Direction 1.
Answer these questions on the diversity plan excerpt.
(a) In what year did Cornell University develop its vision statement on diversity and inclusivity?
(b) What position does the recommendation to the university propose creating in every college?
(c) What do employers already seek in the college's graduates?
Direction 2. Rewrite the collection entries from the line with "the stone slab" through the line with "[[363, 298]]", substituting "place one marker" for "set one pin" and leaving everything else unchanged.

In 1999, Cornell University developed its vision statement for strengthening and supporting the diversity and inclusivity of our community entitled, “Open Doors, Open Hearts, Open Minds.” The university provided guidelines for each unit to develop its own diversity plan, which informed this diversity plan for the College of Human Ecology.
A Recommendation to the University
As we have begun working through the issues and challenges of creating a supportive environment for growing diversity, we have developed one very concrete suggestion we would like to make to the university administration. Changing or reshaping a culture requires a strong and visible commitment to the new and desired culture. We think that a very visible and supportive commitment that the university could make in creating an inclusive and diverse environment would be to create and perhaps to fund partially a position in every college for a Diversity Coordinator. The Diversity Coordinator could support the process of developing and implementing programming and procedures to support diversity that would be specific to each college and yet have the coordination, cooperation and creative support of a team of diversity coordinators working throughout the university.
A Vision of Diversity for the College of Human Ecology
We value the sense of community in our college. An important aspect of our community is its diversity, represented by all the myriad ways in which we differ – our intellectual frames, our ethnicities, our genders, our sexual orientations, our ages, our faiths, our cultural and social contexts, our learning styles, our talents and our challenges. The richness of our community is, indeed, enhanced by our diversity.
We can anticipate that we will increasingly become a more diverse community than we are presently. Demographics in New York State and the United States reveal that the globalization of our economy and society will continue to increase the diversity in our state and nation. Workplaces and communities outside of Cornell will also grow more diverse. As well as enhancing community, fostering our diversity will pragmatically enable our students to be more competitive and successful in the job market. Already employers seek in our graduates an understanding of diversity and its value as well as the ability to work as a member of a diverse team. Our communities also seek to understand, value and promote their diversity and to address issues stemming from disparities among their diverse members. We need to be ready to facilitate our communities in their efforts through our research, outreach and extension, and education of our students who will, indeed, become part of these communities.

Collection entries:
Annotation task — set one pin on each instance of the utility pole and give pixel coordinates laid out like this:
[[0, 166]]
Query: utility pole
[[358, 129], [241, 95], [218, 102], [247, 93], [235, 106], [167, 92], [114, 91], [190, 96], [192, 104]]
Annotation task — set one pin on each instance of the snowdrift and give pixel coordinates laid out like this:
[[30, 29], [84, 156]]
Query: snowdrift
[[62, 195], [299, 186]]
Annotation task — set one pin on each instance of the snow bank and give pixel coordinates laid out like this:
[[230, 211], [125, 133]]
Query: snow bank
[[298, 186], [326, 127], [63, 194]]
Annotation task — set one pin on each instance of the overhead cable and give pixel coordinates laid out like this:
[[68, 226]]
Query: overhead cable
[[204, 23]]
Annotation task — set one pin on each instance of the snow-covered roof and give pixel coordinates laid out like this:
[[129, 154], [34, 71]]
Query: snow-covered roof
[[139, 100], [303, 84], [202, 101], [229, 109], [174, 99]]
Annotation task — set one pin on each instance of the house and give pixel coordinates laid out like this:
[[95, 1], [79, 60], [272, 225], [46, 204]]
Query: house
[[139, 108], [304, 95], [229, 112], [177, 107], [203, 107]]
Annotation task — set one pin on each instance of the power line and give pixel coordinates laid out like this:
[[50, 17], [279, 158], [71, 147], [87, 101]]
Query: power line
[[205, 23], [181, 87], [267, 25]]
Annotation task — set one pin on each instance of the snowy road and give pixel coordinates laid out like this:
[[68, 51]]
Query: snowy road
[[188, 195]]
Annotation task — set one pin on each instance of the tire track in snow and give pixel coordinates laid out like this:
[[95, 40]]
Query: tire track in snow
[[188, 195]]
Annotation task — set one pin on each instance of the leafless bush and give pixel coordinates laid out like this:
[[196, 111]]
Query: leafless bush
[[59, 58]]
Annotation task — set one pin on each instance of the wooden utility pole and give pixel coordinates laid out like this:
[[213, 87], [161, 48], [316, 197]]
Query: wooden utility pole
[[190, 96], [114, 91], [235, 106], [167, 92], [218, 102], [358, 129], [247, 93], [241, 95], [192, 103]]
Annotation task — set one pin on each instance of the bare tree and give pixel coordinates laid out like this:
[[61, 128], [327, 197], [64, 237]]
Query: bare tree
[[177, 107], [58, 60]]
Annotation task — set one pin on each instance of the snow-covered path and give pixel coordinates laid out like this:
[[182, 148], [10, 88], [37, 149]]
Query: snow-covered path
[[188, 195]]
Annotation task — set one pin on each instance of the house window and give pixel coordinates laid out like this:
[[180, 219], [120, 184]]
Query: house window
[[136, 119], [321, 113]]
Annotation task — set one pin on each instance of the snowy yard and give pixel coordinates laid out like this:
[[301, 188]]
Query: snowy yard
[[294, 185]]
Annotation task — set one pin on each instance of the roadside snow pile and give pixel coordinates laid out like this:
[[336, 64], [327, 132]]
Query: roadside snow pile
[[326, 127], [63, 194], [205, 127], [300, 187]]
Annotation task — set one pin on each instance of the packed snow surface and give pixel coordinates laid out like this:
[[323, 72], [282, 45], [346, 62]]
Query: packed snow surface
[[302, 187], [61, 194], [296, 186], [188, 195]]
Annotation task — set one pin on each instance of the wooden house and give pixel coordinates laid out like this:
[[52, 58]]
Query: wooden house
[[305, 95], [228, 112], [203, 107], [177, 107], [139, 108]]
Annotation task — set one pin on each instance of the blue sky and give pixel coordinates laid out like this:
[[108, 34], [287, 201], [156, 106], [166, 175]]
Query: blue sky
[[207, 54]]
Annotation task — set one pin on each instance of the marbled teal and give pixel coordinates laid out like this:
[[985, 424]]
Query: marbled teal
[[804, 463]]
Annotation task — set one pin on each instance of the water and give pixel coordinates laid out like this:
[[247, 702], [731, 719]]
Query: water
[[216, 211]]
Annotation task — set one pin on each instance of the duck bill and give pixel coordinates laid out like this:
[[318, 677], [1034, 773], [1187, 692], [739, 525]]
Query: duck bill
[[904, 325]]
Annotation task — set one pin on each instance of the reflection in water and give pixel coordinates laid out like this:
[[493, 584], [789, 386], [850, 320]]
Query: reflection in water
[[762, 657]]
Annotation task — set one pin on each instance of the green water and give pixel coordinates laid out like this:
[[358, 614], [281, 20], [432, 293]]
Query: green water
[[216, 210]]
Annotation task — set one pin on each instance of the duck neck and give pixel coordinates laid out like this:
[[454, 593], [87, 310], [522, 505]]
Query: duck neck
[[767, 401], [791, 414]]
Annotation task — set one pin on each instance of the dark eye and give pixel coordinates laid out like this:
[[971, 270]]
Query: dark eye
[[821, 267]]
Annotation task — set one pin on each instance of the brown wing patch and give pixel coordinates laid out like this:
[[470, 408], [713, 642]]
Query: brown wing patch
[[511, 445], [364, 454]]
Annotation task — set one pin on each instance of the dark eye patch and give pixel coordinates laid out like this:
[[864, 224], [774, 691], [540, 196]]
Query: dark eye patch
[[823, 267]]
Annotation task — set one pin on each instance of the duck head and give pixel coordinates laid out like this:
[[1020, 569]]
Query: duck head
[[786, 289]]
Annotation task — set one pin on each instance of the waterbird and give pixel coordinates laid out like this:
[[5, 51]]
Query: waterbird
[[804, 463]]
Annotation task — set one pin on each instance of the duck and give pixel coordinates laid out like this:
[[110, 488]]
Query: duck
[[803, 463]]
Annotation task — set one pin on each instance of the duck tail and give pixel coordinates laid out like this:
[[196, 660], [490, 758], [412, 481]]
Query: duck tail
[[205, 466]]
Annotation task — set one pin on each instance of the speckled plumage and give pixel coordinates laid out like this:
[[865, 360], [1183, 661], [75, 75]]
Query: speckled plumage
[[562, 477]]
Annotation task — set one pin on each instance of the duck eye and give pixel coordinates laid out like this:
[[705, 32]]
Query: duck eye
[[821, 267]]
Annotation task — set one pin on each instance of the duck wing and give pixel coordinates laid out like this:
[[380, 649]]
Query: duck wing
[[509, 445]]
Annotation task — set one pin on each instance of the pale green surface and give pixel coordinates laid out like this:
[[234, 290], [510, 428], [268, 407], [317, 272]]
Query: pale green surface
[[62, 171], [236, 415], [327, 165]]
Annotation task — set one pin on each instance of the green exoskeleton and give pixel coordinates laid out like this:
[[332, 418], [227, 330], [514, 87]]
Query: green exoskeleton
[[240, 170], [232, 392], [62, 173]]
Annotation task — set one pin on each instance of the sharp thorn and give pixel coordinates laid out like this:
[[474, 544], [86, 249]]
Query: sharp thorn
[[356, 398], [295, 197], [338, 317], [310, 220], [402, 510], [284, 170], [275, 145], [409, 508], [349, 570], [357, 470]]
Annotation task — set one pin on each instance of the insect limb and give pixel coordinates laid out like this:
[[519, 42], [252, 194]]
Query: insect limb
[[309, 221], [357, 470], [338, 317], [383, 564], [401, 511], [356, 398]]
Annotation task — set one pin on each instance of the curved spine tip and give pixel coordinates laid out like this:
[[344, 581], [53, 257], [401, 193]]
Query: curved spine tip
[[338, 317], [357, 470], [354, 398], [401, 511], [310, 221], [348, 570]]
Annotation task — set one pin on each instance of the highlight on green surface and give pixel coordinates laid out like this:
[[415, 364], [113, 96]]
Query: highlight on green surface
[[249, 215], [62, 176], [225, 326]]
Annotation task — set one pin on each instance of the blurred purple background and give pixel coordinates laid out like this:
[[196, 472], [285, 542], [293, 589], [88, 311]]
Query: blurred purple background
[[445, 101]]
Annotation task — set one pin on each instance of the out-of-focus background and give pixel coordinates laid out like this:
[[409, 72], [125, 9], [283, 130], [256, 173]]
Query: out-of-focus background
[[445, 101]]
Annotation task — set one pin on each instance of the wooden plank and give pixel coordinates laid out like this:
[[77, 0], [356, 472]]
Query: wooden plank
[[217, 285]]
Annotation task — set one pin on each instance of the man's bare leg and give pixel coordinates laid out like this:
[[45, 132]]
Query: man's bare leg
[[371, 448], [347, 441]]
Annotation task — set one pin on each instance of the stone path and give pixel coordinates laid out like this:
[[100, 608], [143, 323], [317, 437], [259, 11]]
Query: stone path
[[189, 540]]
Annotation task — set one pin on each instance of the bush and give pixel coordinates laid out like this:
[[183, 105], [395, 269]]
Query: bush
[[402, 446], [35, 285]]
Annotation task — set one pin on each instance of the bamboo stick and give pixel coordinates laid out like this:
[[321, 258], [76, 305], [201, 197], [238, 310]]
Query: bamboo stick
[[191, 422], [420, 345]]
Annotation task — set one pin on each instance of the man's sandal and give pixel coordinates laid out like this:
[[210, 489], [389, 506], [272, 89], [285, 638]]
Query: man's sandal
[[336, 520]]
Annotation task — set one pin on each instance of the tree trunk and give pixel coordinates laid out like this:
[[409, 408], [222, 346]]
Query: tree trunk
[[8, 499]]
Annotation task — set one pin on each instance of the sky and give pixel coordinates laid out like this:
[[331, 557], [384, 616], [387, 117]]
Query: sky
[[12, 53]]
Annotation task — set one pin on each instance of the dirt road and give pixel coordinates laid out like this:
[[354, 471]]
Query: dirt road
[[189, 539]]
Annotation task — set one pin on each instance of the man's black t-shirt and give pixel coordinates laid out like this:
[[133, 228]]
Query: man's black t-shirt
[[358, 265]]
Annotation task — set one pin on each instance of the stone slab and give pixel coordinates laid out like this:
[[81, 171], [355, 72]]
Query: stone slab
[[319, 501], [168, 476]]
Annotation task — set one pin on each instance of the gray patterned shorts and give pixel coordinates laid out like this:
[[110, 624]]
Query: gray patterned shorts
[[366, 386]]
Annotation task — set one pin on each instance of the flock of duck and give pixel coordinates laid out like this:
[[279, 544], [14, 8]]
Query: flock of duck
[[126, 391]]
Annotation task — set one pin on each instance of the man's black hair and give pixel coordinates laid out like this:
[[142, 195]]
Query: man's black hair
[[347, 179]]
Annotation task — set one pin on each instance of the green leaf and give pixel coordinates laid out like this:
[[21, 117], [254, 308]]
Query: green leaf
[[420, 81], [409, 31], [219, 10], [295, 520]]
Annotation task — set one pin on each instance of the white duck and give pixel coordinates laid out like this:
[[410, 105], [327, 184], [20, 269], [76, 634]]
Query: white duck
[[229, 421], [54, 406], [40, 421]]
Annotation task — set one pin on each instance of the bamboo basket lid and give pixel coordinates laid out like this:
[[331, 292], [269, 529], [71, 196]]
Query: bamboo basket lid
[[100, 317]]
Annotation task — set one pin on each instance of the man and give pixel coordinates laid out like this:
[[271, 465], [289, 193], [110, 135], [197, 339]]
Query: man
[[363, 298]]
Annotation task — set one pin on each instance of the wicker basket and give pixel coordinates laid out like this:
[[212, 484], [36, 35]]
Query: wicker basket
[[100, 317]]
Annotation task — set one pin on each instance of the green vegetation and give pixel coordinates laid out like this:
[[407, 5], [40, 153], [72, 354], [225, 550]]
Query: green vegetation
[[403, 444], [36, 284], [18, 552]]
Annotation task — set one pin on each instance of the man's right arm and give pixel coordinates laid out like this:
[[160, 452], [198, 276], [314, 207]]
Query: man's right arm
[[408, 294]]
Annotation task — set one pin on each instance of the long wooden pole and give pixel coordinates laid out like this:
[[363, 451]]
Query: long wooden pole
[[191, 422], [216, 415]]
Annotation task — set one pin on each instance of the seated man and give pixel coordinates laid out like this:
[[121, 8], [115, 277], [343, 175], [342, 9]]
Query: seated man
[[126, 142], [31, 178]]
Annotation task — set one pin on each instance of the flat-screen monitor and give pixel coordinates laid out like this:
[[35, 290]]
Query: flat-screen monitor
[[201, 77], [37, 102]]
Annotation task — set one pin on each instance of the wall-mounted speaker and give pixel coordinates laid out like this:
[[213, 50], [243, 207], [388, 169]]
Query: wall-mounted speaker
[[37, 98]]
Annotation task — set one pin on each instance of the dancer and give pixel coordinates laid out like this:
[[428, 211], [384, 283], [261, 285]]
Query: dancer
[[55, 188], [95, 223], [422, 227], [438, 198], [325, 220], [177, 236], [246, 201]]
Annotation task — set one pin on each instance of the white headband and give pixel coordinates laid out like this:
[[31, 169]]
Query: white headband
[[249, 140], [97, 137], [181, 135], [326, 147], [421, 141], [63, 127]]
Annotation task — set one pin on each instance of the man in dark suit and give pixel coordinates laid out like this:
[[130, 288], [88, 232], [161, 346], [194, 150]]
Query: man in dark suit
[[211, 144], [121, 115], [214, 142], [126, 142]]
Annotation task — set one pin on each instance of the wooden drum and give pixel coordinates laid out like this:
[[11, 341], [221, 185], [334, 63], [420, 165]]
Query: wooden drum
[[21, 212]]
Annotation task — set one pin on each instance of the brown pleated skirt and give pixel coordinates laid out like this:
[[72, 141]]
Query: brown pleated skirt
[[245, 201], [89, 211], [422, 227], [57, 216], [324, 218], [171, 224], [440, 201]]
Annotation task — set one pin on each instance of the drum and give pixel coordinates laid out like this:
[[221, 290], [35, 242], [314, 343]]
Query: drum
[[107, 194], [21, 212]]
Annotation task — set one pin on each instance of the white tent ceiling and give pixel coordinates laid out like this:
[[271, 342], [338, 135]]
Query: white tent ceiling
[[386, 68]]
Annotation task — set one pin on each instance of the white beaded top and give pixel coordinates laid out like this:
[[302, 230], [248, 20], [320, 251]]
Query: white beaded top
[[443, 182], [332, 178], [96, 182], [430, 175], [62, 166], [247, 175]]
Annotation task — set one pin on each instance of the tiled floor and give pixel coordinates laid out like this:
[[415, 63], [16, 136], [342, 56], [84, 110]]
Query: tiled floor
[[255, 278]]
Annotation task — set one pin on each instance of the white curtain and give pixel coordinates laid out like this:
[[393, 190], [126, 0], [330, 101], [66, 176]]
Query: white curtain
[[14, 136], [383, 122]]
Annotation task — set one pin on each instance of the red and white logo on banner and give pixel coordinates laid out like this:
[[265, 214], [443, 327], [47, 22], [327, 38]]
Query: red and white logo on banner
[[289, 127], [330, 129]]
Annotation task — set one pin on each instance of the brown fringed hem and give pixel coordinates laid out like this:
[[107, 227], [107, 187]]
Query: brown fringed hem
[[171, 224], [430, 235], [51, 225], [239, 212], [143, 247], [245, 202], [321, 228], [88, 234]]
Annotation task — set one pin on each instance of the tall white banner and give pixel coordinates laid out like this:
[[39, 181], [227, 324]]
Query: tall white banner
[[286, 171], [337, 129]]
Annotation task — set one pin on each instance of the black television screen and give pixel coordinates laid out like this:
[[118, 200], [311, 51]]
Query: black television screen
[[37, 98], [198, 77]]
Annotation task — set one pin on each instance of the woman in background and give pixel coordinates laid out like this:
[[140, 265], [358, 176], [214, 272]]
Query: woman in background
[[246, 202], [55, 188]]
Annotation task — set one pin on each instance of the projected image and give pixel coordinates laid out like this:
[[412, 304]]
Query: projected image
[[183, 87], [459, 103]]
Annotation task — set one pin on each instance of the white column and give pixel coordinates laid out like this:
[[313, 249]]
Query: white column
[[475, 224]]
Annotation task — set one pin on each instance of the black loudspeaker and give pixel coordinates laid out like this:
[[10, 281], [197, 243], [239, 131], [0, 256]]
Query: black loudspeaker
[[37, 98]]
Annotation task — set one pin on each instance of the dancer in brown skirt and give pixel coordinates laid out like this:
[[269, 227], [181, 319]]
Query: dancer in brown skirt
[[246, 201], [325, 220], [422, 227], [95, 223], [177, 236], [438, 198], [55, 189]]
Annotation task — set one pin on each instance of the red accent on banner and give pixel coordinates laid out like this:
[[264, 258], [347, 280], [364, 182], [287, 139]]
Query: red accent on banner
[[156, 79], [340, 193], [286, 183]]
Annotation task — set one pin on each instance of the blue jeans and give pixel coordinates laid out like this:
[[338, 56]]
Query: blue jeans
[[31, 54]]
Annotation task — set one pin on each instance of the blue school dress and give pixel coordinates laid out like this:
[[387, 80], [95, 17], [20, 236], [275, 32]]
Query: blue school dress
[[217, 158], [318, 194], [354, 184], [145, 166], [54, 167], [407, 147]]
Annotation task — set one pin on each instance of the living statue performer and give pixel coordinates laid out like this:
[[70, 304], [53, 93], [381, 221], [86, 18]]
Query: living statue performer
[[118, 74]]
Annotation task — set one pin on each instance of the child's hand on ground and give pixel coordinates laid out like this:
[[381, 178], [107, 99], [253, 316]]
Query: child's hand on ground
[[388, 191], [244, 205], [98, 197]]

Task answer 1.
(a) 1999
(b) A Diversity Coordinator
(c) An understanding of diversity and its value, as well as the ability to work as a member of a diverse team

Task answer 2.
Annotation task — place one marker on each instance of the stone slab and give pixel coordinates laid out like this:
[[81, 171], [355, 72]]
Query: stone slab
[[319, 501], [168, 476]]
Annotation task — place one marker on each instance of the gray patterned shorts and give pixel coordinates laid out like this:
[[110, 624]]
Query: gray patterned shorts
[[366, 386]]
Annotation task — place one marker on each instance of the flock of duck and give pixel coordinates laid out like this:
[[279, 544], [14, 8]]
Query: flock of duck
[[126, 391]]
Annotation task — place one marker on each instance of the man's black hair and give pixel coordinates laid out like this:
[[142, 195]]
Query: man's black hair
[[347, 179]]
Annotation task — place one marker on each instance of the green leaf and give pixel coordinates laid out like this:
[[21, 117], [254, 308]]
Query: green leaf
[[420, 81], [409, 31], [219, 10], [295, 520]]
Annotation task — place one marker on each instance of the white duck and give pixel coordinates laid out like this:
[[410, 105], [327, 184], [20, 269], [76, 634]]
Query: white duck
[[229, 421], [54, 406], [40, 421]]
Annotation task — place one marker on each instance of the bamboo basket lid and give pixel coordinates laid out like this:
[[331, 292], [269, 529], [71, 196]]
Query: bamboo basket lid
[[100, 317]]
Annotation task — place one marker on each instance of the man and give pixel coordinates laid out like this:
[[271, 465], [289, 193], [110, 135], [197, 339]]
Query: man
[[363, 298]]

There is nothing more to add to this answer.